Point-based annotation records
■ ■ ■ ■ ■ ■ ■
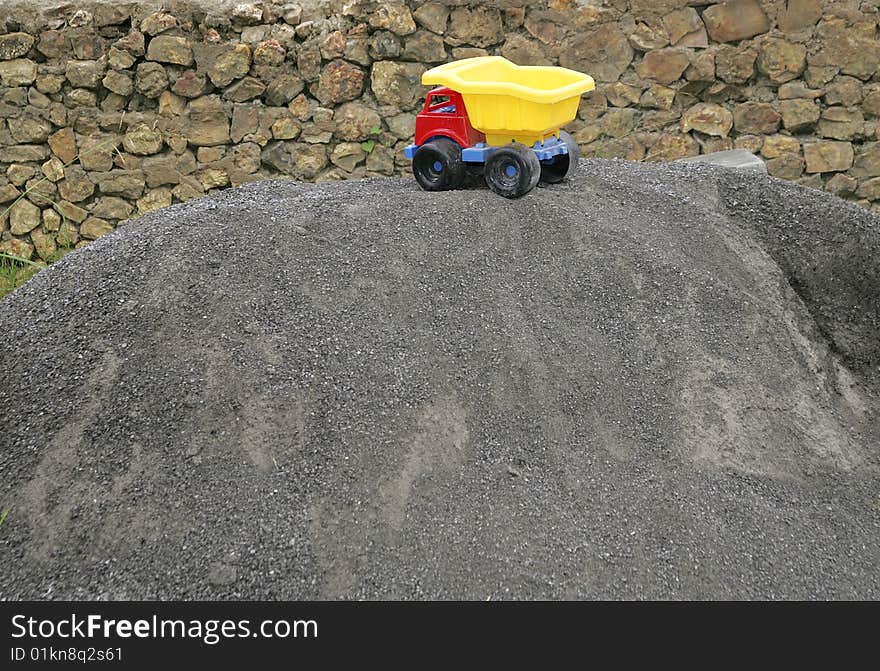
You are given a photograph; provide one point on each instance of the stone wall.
(111, 109)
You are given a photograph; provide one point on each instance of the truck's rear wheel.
(437, 165)
(513, 170)
(562, 166)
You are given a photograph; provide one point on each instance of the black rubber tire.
(513, 170)
(562, 166)
(437, 165)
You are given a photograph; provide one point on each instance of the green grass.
(15, 271)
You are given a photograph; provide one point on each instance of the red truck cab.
(444, 115)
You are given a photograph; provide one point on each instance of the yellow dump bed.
(513, 102)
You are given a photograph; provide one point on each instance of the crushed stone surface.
(651, 382)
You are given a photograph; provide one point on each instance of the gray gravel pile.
(656, 381)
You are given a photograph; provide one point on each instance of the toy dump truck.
(489, 116)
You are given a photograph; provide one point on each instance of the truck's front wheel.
(513, 170)
(437, 165)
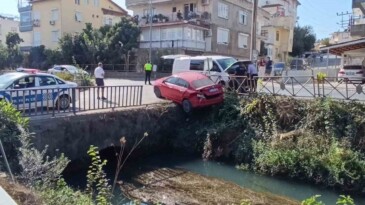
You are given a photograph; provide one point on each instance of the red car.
(189, 89)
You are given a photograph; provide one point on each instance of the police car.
(32, 90)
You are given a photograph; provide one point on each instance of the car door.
(180, 89)
(48, 91)
(23, 95)
(167, 87)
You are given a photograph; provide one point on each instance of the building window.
(25, 17)
(242, 17)
(55, 36)
(54, 15)
(222, 36)
(96, 3)
(37, 41)
(242, 40)
(78, 16)
(223, 10)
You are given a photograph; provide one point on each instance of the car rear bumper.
(199, 102)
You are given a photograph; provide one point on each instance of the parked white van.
(214, 66)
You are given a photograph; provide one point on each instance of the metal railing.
(111, 67)
(296, 86)
(35, 102)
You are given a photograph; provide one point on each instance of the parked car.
(19, 89)
(189, 89)
(214, 66)
(66, 68)
(352, 73)
(298, 64)
(278, 68)
(28, 70)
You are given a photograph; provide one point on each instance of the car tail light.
(200, 95)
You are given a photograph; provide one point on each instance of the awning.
(340, 48)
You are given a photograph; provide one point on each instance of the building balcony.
(202, 19)
(175, 44)
(358, 30)
(359, 4)
(25, 26)
(286, 22)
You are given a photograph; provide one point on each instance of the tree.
(303, 41)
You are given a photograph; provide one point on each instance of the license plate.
(213, 90)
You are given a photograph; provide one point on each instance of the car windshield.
(226, 62)
(6, 79)
(202, 83)
(279, 65)
(71, 68)
(352, 67)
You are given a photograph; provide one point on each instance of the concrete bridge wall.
(73, 135)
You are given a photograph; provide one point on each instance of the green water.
(280, 186)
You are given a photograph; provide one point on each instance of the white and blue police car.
(33, 90)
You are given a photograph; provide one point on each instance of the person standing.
(99, 79)
(252, 74)
(148, 71)
(268, 66)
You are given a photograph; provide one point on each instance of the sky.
(320, 14)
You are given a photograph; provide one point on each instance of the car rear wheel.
(63, 102)
(157, 92)
(187, 106)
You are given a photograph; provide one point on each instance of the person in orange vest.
(148, 71)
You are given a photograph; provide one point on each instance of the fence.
(111, 67)
(34, 102)
(298, 86)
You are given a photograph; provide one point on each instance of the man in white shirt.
(252, 74)
(99, 79)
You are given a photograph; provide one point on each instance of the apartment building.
(195, 27)
(10, 24)
(357, 28)
(46, 21)
(280, 27)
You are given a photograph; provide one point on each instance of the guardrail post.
(73, 94)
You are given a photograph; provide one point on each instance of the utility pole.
(150, 19)
(253, 54)
(344, 23)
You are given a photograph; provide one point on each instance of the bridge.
(72, 133)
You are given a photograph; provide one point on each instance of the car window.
(215, 68)
(172, 80)
(197, 65)
(182, 83)
(46, 81)
(60, 81)
(26, 82)
(202, 83)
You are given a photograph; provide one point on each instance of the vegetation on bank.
(320, 140)
(109, 44)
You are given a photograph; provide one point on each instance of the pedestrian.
(99, 79)
(148, 71)
(252, 74)
(268, 66)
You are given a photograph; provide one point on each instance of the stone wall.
(73, 135)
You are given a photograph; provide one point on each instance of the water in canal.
(280, 186)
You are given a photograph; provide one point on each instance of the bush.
(66, 76)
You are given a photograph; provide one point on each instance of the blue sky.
(320, 14)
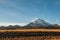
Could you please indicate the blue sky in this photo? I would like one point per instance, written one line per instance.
(23, 11)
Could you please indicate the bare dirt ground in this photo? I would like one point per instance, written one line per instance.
(31, 37)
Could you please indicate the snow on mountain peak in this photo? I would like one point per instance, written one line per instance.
(39, 22)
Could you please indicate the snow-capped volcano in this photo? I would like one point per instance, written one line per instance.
(38, 22)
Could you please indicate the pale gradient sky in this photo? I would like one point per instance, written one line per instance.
(23, 11)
■ ■ ■ ■ ■ ■ ■
§ **Task to complete**
Please express every line of the records above as a Markdown table with the columns "Row" and "Line," numbering each row and omitting blank lines. Leave the pictures out of your answer.

§ **Written answer**
| Row | Line |
|---|---|
| 1 | You are given a photograph; provide one point on each instance of the stone wall. |
| 2 | (111, 109) |
| 3 | You are given a photograph; provide one point on each instance of the truck's rear wheel. |
| 4 | (437, 165) |
| 5 | (513, 170) |
| 6 | (562, 166) |
| 7 | You are given a photograph; provide one point on each instance of the black rubber tire. |
| 8 | (513, 170) |
| 9 | (562, 166) |
| 10 | (437, 165) |
| 11 | You are given a photograph; provide one point on each instance of the green grass. |
| 12 | (15, 271) |
| 13 | You are given a photograph; provide one point on each instance of the red truck cab. |
| 14 | (444, 115) |
| 15 | You are given a photograph; provide one point on each instance of the yellow dump bed. |
| 16 | (513, 102) |
| 17 | You are given a photograph; provide one point on each instance of the crushed stone surface. |
| 18 | (651, 382) |
| 19 | You are given a photograph; provide one point on each instance of the gray gravel pile. |
| 20 | (656, 381) |
| 21 | You are given a photograph; provide one point on each instance of the toy dump truck. |
| 22 | (489, 116) |
| 23 | You are given a photograph; provide one point on each instance of the truck's front wheel. |
| 24 | (513, 170) |
| 25 | (437, 165) |
| 26 | You are given a photograph; provide one point on each instance of the red car. |
| 27 | (189, 89) |
| 28 | You are given a photograph; provide one point on each instance of the police car. |
| 29 | (32, 90) |
| 30 | You are given a photograph; provide one point on each instance of the car door. |
| 31 | (180, 89) |
| 32 | (48, 91) |
| 33 | (23, 95) |
| 34 | (167, 87) |
| 35 | You are given a photograph; provide one point on each instance of the building window. |
| 36 | (25, 17) |
| 37 | (242, 17) |
| 38 | (55, 36) |
| 39 | (54, 15) |
| 40 | (222, 36) |
| 41 | (96, 3) |
| 42 | (37, 41) |
| 43 | (242, 40) |
| 44 | (78, 16) |
| 45 | (223, 10) |
| 46 | You are given a photograph; provide one point on each instance of the car rear bumper. |
| 47 | (199, 102) |
| 48 | You are given a photograph; provide one point on each instance of the parked white van. |
| 49 | (214, 66) |
| 50 | You are given a photograph; provide one point on each instance of the metal railing. |
| 51 | (111, 67) |
| 52 | (296, 86) |
| 53 | (35, 102) |
| 54 | You are given a photograph; provide one point on each instance of the parked car. |
| 55 | (19, 89) |
| 56 | (189, 89) |
| 57 | (214, 66) |
| 58 | (66, 68) |
| 59 | (352, 73) |
| 60 | (298, 64) |
| 61 | (278, 68) |
| 62 | (28, 70) |
| 63 | You are given a photograph; provide one point on each instance of the car tail light. |
| 64 | (200, 95) |
| 65 | You are given a photograph; provide one point on each instance of the awning. |
| 66 | (340, 48) |
| 67 | You are given a photograph; provide one point on each instance of the building balcony. |
| 68 | (202, 19) |
| 69 | (175, 44) |
| 70 | (358, 30) |
| 71 | (359, 4) |
| 72 | (25, 26) |
| 73 | (286, 22) |
| 74 | You are given a photograph; provide one point on each instance of the tree. |
| 75 | (303, 41) |
| 76 | You are given a photograph; provide one point on each instance of the license plate. |
| 77 | (213, 90) |
| 78 | You are given a photograph; provide one point on each instance of the car windshield. |
| 79 | (226, 62) |
| 80 | (6, 79) |
| 81 | (202, 83) |
| 82 | (279, 65) |
| 83 | (71, 68) |
| 84 | (352, 67) |
| 85 | You are given a photograph; provide one point on each instance of the concrete bridge wall. |
| 86 | (73, 135) |
| 87 | You are given a photograph; provide one point on each instance of the green water. |
| 88 | (280, 186) |
| 89 | You are given a photograph; provide one point on each instance of the white and blue police car. |
| 90 | (33, 90) |
| 91 | You are given a photograph; provide one point on each instance of the person standing. |
| 92 | (99, 79) |
| 93 | (252, 74) |
| 94 | (148, 71) |
| 95 | (268, 66) |
| 96 | You are given a photograph; provide one point on each instance of the sky. |
| 97 | (320, 14) |
| 98 | You are given a photograph; provide one point on each instance of the car rear wheel. |
| 99 | (63, 102) |
| 100 | (157, 92) |
| 101 | (187, 106) |
| 102 | You are given a photograph; provide one point on each instance of the person in orange vest. |
| 103 | (148, 71) |
| 104 | You are given a photograph; provide one point on each instance of the fence. |
| 105 | (111, 67) |
| 106 | (34, 102) |
| 107 | (298, 86) |
| 108 | You are given a photograph; provide one point on each instance of the man in white shirt. |
| 109 | (252, 74) |
| 110 | (99, 79) |
| 111 | You are given a photograph; provide one point on each instance of the apartment building. |
| 112 | (195, 27) |
| 113 | (10, 24) |
| 114 | (357, 28) |
| 115 | (46, 21) |
| 116 | (280, 27) |
| 117 | You are given a photograph; provide one point on each instance of the guardrail post. |
| 118 | (73, 94) |
| 119 | You are given a photograph; provide one point on each instance of the utility pole. |
| 120 | (150, 19) |
| 121 | (253, 54) |
| 122 | (344, 23) |
| 123 | You are given a photograph; provide one point on each instance of the bridge. |
| 124 | (72, 133) |
| 125 | You are given a photograph; provide one point on each instance of the car window. |
| 126 | (215, 68) |
| 127 | (172, 80) |
| 128 | (197, 65) |
| 129 | (182, 83) |
| 130 | (46, 81) |
| 131 | (60, 81) |
| 132 | (26, 82) |
| 133 | (202, 83) |
| 134 | You are given a photograph; provide one point on each instance of the vegetation on bank. |
| 135 | (320, 140) |
| 136 | (109, 44) |
| 137 | You are given a photograph; provide one point on each instance of the pedestrian. |
| 138 | (99, 79) |
| 139 | (148, 71) |
| 140 | (252, 74) |
| 141 | (268, 66) |
| 142 | You are given a photograph; provide one point on each instance of the stone wall. |
| 143 | (73, 135) |
| 144 | You are given a photograph; provide one point on each instance of the water in canal. |
| 145 | (280, 186) |
| 146 | You are given a photograph; provide one point on each instance of the bush. |
| 147 | (66, 76) |
| 148 | You are given a photograph; provide one point on each instance of the blue sky. |
| 149 | (320, 14) |
| 150 | Could you please indicate the blue sky in this photo? I would like one point per instance, written one line per instance. |
| 151 | (23, 11) |
| 152 | Could you please indicate the bare dirt ground in this photo? I would like one point per instance, written one line per instance. |
| 153 | (31, 37) |
| 154 | Could you please indicate the snow on mountain peak in this photo? I would like one point per instance, written one line per instance. |
| 155 | (39, 22) |
| 156 | Could you please indicate the snow-capped volcano in this photo? I would like one point per instance, written one line per instance. |
| 157 | (38, 22) |
| 158 | Could you please indicate the pale gradient sky in this photo? I would like one point per instance, written one line per instance. |
| 159 | (23, 11) |